### Document passage
- - -

My secure, safe, spectacular floaties carry me through my day. Effortlessly, I drift along, and I miss things. I miss connections, relationships, and joy. Real joy takes energy…and risk. “I’m sorry, I can’t play now. I have to clean this, bake this, do this, avoid that. I’m sorry, I can’t engage in conversation about politics, it’s too hard, I feel too strongly. How many children were killed? Where? I used to live near there. I’m so tired.” It’s scary, so my floaties are on.

“Slip sliding away.” I nap. I daydream. I read rubbish and trashy magazines about reality TV stars. I give in to fantasy and block out anything I deem too hard. I do everything I can to not engage in reality, to not be actively involved in my own space. This was my life. “A good day ain’t got no rain.” Everyone knows the song, and I am sure that if I asked Paul Simon what he wrote this song about, he would answer, “Floaties. I wrote it about floaties and I wrote it for you.”

But, after years of floatie-wearing, something is happening. I am happening. I’m not really sure when it started, how it started, or why it started. I started. I’m starting.

- - -

### Provided data

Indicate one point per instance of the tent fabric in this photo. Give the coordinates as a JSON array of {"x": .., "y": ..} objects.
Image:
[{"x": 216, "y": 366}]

- - -

### Problem statement
Quote the essay about floaties word for word. Begin at "My secure, safe, spectacular" and stop after "floaties are on.".

### Solution for this problem
My secure, safe, spectacular floaties carry me through my day. Effortlessly, I drift along, and I miss things. I miss connections, relationships, and joy. Real joy takes energy…and risk. “I’m sorry, I can’t play now. I have to clean this, bake this, do this, avoid that. I’m sorry, I can’t engage in conversation about politics, it’s too hard, I feel too strongly. How many children were killed? Where? I used to live near there. I’m so tired.” It’s scary, so my floaties are on.